ECLI:NL:RBGEL:2013:1752

Rechtbank Gelderland

Datum uitspraak
16 juli 2013
Publicatiedatum
18 juli 2013
Zaaknummer
06/850214-12
Instantie
Rechtbank Gelderland
Type
Uitspraak
Rechtsgebied
Strafrecht
Procedures
  • Eerste aanleg - meervoudig
Rechters
  • M. Prisse
  • Kleinrensink
  • Welbergen
Vindplaatsen
  • Rechtspraak.nl
AI samenvatting door LexboostAutomatisch gegenereerd

Seksuele handelingen met minderjarigen onder zorg en waakzaamheid

Op 16 juli 2013 heeft de Rechtbank Gelderland uitspraak gedaan in een strafzaak tegen een verdachte uit Duiven, die beschuldigd werd van het verrichten van seksuele handelingen met twee jonge meisjes die aan zijn zorg en waakzaamheid waren toevertrouwd. De zaak kwam aan het licht na een aangifte van een van de slachtoffers in december 2011, waarna de verdachte op 16 januari 2012 werd aangehouden. De tenlastelegging omvatte ontuchtige handelingen met beide meisjes, die op het moment van de feiten nog geen zestien jaar oud waren.

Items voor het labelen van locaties
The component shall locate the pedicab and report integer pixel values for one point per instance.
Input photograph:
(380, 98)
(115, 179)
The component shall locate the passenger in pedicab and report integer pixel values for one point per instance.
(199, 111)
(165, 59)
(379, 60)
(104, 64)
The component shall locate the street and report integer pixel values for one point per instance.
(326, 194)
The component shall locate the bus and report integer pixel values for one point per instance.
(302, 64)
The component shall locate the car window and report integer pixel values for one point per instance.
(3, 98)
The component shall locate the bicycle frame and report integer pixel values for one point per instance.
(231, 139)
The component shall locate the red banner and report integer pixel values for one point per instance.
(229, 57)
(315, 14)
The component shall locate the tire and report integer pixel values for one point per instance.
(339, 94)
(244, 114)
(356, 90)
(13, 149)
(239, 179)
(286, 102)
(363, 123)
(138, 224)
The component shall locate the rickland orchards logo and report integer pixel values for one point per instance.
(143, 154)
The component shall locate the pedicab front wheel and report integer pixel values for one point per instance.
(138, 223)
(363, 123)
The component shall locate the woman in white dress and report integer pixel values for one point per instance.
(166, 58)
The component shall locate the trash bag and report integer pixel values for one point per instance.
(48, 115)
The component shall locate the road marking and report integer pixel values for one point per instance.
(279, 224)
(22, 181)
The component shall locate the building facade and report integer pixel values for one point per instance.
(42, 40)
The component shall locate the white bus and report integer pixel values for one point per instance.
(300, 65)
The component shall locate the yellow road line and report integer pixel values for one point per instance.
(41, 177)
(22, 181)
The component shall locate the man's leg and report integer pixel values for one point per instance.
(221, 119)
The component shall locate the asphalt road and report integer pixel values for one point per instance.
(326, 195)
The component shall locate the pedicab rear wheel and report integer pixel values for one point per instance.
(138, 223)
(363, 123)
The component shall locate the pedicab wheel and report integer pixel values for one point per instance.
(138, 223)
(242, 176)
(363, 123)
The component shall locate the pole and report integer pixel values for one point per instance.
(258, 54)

--

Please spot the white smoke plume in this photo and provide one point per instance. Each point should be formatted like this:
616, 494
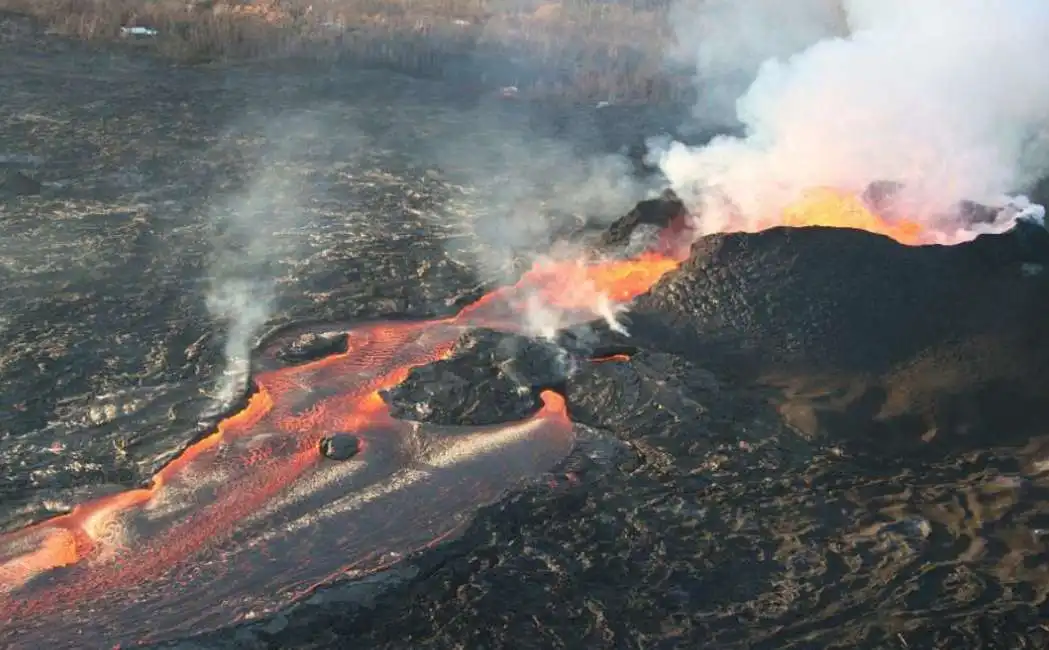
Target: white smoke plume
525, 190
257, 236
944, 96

= Instructies =
(a) Schrijf het gedeelte van de uitspraak van de Rechtbank Gelderland van "Seksuele handelingen met minderjarigen" tot en met "jaar oud waren." letterlijk over.
(b) Vul de uitspraak van de Rechtbank Gelderland verder aan, te beginnen na de laatste zin die erin staat.

= De antwoorden =
(a)
Seksuele handelingen met minderjarigen onder zorg en waakzaamheid

Op 16 juli 2013 heeft de Rechtbank Gelderland uitspraak gedaan in een strafzaak tegen een verdachte uit Duiven, die beschuldigd werd van het verrichten van seksuele handelingen met twee jonge meisjes die aan zijn zorg en waakzaamheid waren toevertrouwd. De zaak kwam aan het licht na een aangifte van een van de slachtoffers in december 2011, waarna de verdachte op 16 januari 2012 werd aangehouden. De tenlastelegging omvatte ontuchtige handelingen met beide meisjes, die op het moment van de feiten nog geen zestien jaar oud waren.

(b)
Tijdens de zitting op 2 juli 2013 heeft de verdachte bekend dat hij ontuchtige handelingen heeft gepleegd met beide meisjes. De rechtbank heeft vastgesteld dat de verdachte de feiten duidelijk en ondubbelzinnig heeft erkend, waardoor de bewezenverklaring op basis van de verklaringen van de verdachte en de aangiften van de slachtoffers kon plaatsvinden. De rechtbank oordeelde dat de verdachte de grenzen van zijn rol als volwassene heeft overschreden en daarmee de lichamelijke en emotionele integriteit van de slachtoffers heeft geschonden.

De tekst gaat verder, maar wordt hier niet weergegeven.